* _Problem requirements_
In the records below, locate the line containing "Where can you see the orange", then output that line and all later lines exactly, through the last one.

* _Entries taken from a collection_

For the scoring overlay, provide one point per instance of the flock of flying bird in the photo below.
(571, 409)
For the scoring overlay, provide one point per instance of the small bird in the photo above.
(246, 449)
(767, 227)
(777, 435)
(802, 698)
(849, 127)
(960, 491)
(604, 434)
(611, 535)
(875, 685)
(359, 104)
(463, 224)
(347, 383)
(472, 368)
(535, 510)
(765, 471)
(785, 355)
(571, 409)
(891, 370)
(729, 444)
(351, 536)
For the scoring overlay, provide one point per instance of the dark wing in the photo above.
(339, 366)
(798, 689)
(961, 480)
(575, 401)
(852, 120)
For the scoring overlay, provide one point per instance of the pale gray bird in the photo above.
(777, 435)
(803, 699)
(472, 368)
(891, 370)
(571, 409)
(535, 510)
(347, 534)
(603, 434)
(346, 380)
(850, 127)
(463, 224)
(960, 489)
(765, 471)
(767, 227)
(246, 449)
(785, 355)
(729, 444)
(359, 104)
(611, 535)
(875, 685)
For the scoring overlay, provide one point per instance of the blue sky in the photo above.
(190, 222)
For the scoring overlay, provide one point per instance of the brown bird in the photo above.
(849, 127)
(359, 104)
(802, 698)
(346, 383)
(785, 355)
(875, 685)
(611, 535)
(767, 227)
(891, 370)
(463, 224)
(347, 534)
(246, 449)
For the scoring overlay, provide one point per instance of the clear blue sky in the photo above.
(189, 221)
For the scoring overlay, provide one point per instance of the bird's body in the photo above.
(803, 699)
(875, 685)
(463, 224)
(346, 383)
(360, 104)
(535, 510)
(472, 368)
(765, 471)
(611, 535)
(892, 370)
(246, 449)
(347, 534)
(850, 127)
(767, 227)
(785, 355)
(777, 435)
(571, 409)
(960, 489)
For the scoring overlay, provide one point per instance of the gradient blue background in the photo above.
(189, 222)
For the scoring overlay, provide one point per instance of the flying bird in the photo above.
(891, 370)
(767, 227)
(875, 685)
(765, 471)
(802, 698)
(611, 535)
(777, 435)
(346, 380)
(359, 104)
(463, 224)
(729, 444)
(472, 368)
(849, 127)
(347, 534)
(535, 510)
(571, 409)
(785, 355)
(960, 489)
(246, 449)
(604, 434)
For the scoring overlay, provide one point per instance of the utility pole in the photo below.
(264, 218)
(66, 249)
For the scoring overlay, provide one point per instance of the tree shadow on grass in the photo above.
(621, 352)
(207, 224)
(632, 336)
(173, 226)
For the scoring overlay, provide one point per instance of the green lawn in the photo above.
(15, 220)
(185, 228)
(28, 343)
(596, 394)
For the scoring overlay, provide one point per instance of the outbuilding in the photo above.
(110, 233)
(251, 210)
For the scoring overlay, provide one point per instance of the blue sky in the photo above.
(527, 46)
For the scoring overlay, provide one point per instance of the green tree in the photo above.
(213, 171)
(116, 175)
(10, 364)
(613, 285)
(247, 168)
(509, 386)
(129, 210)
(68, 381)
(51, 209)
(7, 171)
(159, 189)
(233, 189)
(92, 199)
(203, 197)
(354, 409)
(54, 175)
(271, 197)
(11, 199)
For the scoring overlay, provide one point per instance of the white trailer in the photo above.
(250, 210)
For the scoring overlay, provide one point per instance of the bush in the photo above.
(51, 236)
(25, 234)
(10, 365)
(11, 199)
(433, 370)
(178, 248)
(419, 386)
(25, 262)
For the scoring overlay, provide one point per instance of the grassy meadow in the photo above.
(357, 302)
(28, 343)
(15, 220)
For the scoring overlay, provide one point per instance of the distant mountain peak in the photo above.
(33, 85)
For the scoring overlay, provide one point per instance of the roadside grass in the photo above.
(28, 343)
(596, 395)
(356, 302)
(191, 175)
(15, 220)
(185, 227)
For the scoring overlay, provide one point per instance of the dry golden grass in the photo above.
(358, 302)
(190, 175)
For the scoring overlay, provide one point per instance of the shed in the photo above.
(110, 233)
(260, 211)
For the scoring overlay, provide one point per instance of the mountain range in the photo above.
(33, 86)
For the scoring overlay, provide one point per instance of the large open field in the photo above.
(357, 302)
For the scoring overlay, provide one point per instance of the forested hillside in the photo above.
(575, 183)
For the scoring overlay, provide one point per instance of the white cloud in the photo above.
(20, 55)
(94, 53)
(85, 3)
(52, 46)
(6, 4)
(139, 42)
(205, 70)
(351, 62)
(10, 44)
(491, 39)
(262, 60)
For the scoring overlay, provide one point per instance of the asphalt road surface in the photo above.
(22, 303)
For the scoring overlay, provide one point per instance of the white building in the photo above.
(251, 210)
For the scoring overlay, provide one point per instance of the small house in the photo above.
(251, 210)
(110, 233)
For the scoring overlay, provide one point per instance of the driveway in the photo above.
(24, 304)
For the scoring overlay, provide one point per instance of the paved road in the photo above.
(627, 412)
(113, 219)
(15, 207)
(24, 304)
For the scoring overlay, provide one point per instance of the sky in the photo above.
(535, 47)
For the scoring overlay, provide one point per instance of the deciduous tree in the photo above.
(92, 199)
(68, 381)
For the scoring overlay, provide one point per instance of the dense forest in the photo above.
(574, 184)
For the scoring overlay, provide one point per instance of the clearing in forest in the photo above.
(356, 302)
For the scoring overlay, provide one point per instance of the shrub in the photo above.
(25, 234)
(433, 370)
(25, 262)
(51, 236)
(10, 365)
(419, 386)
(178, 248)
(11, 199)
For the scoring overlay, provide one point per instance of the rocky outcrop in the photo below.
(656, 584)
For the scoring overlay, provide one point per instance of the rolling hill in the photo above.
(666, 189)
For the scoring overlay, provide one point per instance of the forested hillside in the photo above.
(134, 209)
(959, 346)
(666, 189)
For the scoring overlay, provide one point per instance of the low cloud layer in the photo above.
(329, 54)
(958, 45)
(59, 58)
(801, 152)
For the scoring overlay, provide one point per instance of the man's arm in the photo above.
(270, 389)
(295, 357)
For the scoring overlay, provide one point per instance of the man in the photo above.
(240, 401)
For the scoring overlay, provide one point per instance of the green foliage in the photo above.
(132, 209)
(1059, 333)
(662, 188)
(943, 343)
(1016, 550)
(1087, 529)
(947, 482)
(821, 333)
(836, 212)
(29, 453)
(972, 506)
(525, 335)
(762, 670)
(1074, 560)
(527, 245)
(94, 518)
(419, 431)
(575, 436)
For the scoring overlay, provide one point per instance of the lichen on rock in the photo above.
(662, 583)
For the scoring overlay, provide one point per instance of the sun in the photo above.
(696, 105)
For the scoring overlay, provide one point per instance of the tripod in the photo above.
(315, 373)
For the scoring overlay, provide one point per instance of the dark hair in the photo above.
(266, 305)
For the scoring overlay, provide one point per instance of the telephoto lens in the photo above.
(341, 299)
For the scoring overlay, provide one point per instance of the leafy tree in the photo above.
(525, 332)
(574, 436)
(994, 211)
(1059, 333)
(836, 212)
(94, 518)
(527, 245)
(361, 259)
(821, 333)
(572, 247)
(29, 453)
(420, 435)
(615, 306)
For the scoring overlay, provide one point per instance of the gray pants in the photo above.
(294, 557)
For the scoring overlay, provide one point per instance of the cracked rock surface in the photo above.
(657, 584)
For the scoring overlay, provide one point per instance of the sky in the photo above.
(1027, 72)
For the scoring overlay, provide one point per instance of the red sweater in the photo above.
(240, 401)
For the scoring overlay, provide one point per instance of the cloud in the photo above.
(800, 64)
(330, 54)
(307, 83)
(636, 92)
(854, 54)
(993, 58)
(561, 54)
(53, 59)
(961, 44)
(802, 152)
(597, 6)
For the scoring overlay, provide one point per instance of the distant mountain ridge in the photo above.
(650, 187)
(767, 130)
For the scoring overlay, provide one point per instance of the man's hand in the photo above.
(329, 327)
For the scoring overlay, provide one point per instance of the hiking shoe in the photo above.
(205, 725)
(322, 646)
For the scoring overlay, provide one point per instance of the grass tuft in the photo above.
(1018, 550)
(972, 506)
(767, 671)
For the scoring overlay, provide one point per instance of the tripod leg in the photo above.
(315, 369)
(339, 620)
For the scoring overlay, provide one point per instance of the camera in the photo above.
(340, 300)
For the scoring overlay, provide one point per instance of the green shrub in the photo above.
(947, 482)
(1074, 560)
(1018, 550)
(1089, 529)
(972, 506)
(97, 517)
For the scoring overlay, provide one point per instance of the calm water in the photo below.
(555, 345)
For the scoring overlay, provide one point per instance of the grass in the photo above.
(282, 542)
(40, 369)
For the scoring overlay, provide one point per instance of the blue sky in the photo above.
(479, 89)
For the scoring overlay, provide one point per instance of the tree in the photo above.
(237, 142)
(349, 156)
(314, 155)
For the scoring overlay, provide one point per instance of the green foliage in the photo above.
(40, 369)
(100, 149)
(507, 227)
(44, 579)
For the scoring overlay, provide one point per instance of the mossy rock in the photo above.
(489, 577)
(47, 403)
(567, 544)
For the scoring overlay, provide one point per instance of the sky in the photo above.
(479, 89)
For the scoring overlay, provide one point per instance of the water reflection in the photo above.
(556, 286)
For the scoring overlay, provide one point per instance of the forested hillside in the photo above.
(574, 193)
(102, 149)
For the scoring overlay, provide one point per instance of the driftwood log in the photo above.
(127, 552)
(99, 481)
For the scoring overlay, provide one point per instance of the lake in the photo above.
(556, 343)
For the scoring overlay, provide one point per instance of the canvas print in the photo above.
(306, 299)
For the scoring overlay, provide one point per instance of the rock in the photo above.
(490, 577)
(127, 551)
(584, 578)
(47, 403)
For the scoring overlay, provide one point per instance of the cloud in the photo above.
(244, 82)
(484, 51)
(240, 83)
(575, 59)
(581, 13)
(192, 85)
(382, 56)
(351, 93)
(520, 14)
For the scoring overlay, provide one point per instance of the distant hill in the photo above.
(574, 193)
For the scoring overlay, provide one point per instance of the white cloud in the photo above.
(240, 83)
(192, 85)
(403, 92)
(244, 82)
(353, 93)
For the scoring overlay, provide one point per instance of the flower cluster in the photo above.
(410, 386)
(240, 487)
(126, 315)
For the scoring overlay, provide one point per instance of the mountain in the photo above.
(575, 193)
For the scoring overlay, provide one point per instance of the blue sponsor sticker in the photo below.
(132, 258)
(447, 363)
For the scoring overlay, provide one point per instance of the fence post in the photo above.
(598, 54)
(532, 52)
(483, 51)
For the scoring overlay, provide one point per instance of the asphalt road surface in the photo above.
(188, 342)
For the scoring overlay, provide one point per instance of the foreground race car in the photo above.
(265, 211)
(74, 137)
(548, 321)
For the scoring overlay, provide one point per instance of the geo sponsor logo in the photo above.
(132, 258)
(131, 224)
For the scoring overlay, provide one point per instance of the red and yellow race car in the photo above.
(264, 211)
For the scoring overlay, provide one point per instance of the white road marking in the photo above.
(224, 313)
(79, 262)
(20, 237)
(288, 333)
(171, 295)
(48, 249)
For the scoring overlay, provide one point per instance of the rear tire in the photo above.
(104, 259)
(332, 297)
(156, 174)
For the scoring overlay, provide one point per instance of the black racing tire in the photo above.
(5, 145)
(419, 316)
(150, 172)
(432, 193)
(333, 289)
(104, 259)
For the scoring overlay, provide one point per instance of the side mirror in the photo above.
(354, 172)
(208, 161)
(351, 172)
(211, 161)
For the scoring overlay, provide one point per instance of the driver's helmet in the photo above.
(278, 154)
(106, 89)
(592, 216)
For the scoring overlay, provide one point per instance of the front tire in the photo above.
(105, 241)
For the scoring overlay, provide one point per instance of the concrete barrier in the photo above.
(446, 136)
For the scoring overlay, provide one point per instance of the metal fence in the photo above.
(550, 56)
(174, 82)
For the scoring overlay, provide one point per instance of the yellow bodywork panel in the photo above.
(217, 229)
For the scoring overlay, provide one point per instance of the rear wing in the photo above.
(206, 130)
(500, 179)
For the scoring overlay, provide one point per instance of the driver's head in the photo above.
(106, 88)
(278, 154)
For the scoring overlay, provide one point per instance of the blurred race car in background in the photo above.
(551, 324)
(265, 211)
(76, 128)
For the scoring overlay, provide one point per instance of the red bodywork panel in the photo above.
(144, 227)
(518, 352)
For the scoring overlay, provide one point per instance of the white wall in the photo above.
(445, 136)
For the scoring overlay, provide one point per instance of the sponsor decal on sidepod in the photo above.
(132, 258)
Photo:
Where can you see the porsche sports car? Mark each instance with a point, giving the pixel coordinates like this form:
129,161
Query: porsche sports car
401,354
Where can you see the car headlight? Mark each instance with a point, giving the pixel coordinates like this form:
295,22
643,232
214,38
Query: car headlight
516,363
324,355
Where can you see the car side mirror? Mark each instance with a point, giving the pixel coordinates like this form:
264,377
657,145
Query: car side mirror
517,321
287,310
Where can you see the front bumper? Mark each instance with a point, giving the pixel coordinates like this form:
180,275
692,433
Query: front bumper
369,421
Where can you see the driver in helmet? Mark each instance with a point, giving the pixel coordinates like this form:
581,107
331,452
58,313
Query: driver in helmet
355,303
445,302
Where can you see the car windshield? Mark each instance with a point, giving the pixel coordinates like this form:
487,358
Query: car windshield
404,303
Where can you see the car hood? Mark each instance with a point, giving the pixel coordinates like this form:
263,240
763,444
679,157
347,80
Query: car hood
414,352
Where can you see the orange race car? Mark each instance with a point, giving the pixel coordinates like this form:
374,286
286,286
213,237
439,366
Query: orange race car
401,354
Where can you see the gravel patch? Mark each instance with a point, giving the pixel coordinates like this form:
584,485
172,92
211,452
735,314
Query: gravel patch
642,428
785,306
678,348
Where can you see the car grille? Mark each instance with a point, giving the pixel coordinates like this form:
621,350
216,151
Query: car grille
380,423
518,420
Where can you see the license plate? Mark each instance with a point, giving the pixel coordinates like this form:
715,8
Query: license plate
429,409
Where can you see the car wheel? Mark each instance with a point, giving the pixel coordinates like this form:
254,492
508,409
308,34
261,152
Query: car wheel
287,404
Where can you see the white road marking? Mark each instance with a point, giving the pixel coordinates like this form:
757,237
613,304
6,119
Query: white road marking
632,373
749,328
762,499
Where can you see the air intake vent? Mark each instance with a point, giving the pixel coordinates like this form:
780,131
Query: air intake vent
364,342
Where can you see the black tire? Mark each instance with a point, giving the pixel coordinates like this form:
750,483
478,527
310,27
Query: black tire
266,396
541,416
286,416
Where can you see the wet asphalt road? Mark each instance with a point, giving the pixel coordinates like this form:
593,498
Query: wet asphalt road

* _Answer below_
Where can you see the orange race car? Mark each instance with a point, giving the pixel coordinates like this form:
374,286
286,286
213,237
439,366
Query: orange race car
401,354
Where can you see the gravel patch? Mark each instance with a point, giving the pixel coordinates like this form:
584,485
172,92
211,452
735,314
Query: gravel patch
642,428
785,306
678,348
Where can you see the car grille? Mark each instance with a point, giving the pixel coordinates like this form:
621,350
216,151
Query: car grille
380,423
518,420
Where can you see the license plate? Mark each instance with a point, giving the pixel coordinates like this form:
715,8
Query: license plate
429,409
Where can you see the car wheel? Mark each instance with a point, giving the pixel coordinates like this form:
254,492
508,409
308,34
261,152
Query: car wheel
287,404
Where can you see the white road marking? Mark each instance with a point, giving the pixel coordinates like this form:
757,237
613,304
6,119
Query: white road marking
632,373
749,328
762,499
Where can you see the air intake vent? Mark each instance with a point, giving the pixel coordinates like this form:
780,131
Query: air intake vent
364,342
Where can you see the black tire? Mark each instance with a point, giving the pixel coordinates like this form:
750,483
478,527
310,27
Query: black tire
266,396
541,416
286,416
Where can you see the wet asphalt road? Mark each instance with a point, giving the pixel coordinates like this form:
593,498
Query: wet asphalt road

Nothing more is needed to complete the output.